* **Problem to solve**: Leave every image out, and return the rest of the data word for word.

* **Dataset content**:
Start of Block

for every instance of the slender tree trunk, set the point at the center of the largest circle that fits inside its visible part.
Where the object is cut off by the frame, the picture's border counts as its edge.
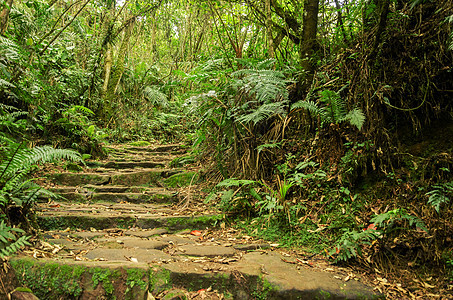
(340, 22)
(270, 39)
(116, 75)
(4, 16)
(108, 61)
(308, 45)
(384, 10)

End of Block

* **Response to the exercise**:
for every instance of the slender tree trunk, set the point at the center of the largest circle that fits inside its visible part.
Where the object is cut off by the frame, the picture's border counts as its edge.
(340, 22)
(270, 39)
(116, 75)
(4, 16)
(108, 61)
(308, 45)
(384, 10)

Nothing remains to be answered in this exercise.